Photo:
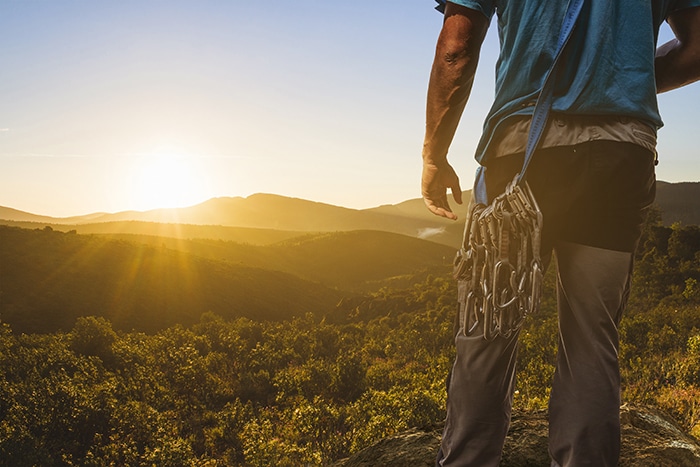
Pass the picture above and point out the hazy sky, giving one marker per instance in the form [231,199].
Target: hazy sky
[117,105]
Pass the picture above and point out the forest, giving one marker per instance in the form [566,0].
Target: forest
[313,386]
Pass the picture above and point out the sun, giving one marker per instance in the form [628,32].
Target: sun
[167,179]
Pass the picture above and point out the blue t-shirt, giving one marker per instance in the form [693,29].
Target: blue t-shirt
[607,67]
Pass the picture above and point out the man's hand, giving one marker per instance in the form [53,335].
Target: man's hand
[451,78]
[678,61]
[436,181]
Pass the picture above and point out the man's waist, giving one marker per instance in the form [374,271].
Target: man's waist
[566,130]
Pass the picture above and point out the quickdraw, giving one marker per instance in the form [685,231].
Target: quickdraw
[498,268]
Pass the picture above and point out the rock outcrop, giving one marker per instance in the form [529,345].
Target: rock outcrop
[650,438]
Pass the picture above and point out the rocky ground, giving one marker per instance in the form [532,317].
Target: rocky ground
[650,438]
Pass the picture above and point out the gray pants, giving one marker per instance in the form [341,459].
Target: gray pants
[593,197]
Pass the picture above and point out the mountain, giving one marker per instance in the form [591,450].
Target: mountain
[358,260]
[49,278]
[679,202]
[169,230]
[267,213]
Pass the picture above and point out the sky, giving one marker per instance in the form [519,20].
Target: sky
[138,104]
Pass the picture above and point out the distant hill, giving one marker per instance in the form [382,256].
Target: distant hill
[49,278]
[679,202]
[359,260]
[265,212]
[174,231]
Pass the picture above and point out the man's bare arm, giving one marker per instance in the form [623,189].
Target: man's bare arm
[678,61]
[451,79]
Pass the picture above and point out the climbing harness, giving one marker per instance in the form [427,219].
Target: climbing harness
[498,268]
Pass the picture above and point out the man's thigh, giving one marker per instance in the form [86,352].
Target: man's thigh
[593,194]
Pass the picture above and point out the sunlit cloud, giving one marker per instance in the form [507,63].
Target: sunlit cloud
[430,232]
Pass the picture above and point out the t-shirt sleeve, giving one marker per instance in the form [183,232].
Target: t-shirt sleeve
[683,4]
[487,7]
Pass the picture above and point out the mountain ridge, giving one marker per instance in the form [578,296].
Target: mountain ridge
[678,202]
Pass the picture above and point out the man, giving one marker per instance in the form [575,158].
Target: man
[593,177]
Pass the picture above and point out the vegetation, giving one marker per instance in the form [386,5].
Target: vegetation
[310,389]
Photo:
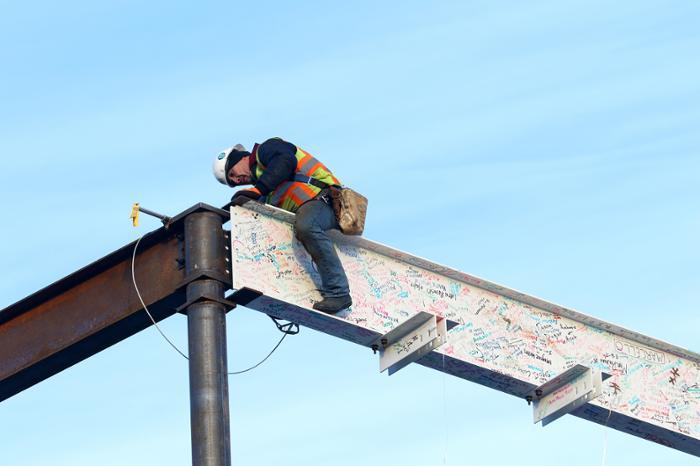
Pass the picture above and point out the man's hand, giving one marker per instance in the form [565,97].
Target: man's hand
[245,195]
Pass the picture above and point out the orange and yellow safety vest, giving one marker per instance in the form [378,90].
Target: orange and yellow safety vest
[290,195]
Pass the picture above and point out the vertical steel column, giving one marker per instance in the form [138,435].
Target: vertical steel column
[206,322]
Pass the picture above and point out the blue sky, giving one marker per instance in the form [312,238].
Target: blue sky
[548,146]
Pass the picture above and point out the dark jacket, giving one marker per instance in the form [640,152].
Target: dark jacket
[280,162]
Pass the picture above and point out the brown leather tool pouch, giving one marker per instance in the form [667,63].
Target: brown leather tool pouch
[350,209]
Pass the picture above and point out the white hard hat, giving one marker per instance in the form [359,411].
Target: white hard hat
[223,163]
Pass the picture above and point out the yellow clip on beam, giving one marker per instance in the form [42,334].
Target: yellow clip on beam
[135,214]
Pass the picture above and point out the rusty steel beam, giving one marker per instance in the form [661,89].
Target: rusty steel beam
[93,308]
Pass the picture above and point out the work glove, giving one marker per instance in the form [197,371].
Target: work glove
[245,195]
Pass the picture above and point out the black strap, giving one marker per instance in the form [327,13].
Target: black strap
[312,181]
[290,328]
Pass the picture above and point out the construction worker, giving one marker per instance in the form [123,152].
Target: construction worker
[288,177]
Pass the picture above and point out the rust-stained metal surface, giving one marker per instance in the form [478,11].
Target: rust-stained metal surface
[91,309]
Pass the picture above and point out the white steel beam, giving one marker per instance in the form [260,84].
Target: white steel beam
[504,339]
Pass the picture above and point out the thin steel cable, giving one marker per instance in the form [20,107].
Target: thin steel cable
[145,308]
[133,279]
[444,410]
[605,438]
[269,354]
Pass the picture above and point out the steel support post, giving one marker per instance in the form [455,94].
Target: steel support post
[206,321]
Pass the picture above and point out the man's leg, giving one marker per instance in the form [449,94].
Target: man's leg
[312,221]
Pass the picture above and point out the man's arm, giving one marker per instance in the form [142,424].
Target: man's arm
[279,159]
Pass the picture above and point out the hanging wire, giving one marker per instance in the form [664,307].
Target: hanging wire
[287,329]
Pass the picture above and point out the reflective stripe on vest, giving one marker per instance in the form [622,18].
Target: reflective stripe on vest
[290,195]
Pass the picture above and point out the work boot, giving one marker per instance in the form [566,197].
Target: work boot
[333,305]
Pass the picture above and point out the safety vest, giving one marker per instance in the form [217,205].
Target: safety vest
[290,195]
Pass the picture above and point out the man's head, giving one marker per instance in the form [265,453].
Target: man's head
[232,166]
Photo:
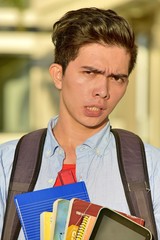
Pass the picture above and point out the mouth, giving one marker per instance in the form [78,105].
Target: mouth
[94,109]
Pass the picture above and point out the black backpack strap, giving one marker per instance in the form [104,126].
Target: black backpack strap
[26,166]
[134,174]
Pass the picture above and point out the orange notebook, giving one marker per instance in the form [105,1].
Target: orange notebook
[78,209]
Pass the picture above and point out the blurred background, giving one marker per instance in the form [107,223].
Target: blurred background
[27,96]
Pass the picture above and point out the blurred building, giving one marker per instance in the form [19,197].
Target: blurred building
[27,96]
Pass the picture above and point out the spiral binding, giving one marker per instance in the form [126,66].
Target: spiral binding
[82,227]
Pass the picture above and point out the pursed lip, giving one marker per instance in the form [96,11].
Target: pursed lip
[94,110]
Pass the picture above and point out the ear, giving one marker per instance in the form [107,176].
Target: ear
[56,73]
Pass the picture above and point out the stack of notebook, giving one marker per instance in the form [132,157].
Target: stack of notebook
[66,213]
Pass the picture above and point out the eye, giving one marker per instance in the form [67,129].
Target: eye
[119,78]
[89,72]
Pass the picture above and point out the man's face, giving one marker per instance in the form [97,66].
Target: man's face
[93,84]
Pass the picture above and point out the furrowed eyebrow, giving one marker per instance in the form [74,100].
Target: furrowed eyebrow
[94,70]
[118,75]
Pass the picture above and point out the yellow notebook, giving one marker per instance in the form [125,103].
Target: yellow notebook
[45,225]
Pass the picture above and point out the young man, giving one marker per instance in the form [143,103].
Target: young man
[95,52]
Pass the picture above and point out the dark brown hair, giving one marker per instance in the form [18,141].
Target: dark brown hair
[91,25]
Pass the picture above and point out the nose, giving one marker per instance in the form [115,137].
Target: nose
[102,89]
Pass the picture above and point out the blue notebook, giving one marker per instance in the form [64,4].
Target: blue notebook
[31,204]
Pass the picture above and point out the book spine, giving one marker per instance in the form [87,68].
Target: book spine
[21,219]
[82,228]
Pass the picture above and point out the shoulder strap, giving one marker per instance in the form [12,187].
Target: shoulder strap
[134,174]
[26,166]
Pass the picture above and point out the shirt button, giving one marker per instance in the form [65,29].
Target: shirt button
[48,152]
[50,180]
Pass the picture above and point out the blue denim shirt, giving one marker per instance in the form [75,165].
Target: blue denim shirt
[96,164]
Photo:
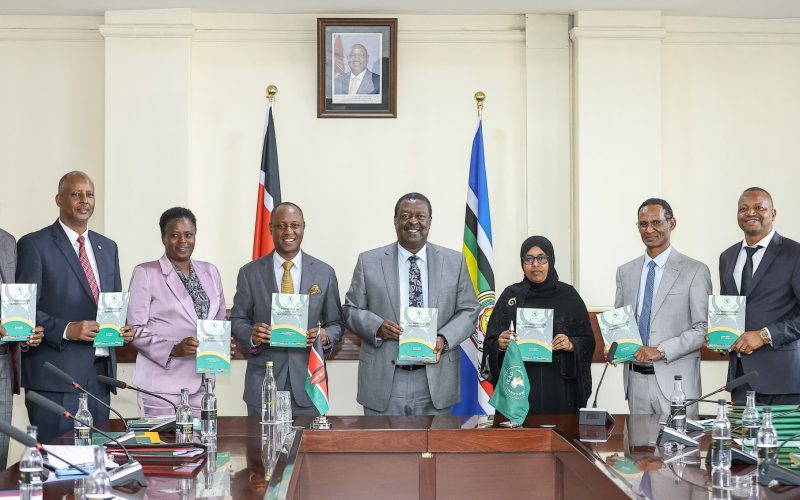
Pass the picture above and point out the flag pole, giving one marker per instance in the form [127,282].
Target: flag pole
[480,96]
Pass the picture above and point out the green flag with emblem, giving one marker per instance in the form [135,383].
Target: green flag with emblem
[510,395]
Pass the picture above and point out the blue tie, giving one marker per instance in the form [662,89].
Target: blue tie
[647,304]
[414,283]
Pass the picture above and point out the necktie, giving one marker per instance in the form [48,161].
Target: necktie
[414,283]
[353,86]
[287,283]
[747,270]
[87,268]
[647,304]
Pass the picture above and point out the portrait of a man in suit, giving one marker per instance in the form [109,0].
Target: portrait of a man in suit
[359,80]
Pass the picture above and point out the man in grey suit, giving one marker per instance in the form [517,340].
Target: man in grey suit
[359,80]
[669,294]
[764,267]
[409,272]
[285,270]
[9,354]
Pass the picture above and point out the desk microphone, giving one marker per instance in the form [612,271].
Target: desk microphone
[67,379]
[667,433]
[25,439]
[594,416]
[124,474]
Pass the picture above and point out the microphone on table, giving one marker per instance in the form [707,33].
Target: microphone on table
[124,474]
[667,433]
[119,384]
[593,416]
[67,379]
[25,439]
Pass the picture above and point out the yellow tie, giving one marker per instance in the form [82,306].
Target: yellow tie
[287,284]
[353,86]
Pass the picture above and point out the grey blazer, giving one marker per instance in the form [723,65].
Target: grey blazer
[774,303]
[679,317]
[374,296]
[253,304]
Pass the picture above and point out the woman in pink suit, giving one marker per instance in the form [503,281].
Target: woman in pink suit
[167,297]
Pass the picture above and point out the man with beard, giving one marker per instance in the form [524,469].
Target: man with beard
[409,272]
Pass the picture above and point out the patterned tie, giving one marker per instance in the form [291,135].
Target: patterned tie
[87,268]
[747,270]
[414,283]
[287,283]
[647,303]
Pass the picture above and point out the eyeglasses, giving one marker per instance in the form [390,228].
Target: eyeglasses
[294,226]
[656,224]
[542,259]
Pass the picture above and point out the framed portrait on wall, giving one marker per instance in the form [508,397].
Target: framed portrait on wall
[356,68]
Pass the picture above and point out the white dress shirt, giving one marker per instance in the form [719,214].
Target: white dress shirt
[72,236]
[757,256]
[277,264]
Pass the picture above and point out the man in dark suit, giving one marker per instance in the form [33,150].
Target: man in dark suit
[359,80]
[285,270]
[765,268]
[70,266]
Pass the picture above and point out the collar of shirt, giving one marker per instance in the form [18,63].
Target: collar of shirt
[660,260]
[404,254]
[764,242]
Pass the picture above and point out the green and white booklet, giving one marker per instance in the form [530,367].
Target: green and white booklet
[535,334]
[418,339]
[214,349]
[726,315]
[289,320]
[619,325]
[112,313]
[18,310]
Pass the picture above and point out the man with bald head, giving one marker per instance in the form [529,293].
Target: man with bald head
[764,267]
[359,80]
[287,269]
[70,266]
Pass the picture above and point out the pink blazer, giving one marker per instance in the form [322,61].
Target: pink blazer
[162,314]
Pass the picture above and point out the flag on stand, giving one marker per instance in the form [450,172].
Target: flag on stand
[317,377]
[269,190]
[513,387]
[475,390]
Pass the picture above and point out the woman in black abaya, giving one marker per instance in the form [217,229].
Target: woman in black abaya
[565,384]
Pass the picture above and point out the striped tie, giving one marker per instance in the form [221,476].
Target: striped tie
[87,268]
[287,283]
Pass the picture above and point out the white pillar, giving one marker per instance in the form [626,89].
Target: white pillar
[147,157]
[548,142]
[617,113]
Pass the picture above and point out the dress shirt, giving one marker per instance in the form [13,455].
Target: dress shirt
[757,256]
[661,261]
[277,265]
[403,266]
[72,236]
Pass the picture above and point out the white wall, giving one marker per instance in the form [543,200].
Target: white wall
[577,134]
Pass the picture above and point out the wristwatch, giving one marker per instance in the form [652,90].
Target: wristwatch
[765,336]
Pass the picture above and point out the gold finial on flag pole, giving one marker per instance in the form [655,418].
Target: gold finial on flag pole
[271,91]
[479,98]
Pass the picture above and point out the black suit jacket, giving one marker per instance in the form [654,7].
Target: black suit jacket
[48,259]
[774,303]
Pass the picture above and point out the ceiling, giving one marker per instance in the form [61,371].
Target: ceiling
[758,9]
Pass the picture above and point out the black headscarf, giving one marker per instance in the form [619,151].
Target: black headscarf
[548,286]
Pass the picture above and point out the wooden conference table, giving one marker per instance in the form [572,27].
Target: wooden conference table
[438,457]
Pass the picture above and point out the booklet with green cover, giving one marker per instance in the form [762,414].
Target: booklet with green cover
[289,320]
[418,339]
[619,325]
[726,315]
[214,349]
[18,310]
[112,312]
[535,334]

####

§ WORK ORDER:
Using the data above, extract exactly the lines from the one that holds "Pass the picture above and point out the white wall, giving" to the one that holds "Pass the picture above and point out the gold", both ends included, and no others.

§ REPLY TO THE EXERCISE:
Pass the picture above and point out the white wall, giving one marker per instance in the form [543,200].
Target: white wall
[577,134]
Pass the picture above and point out the wristwatch, giving one marker per instance in the form [652,90].
Target: wristwatch
[765,336]
Pass the picture above and point out the gold finial on flag pole, giving one marker per instance in the form [655,418].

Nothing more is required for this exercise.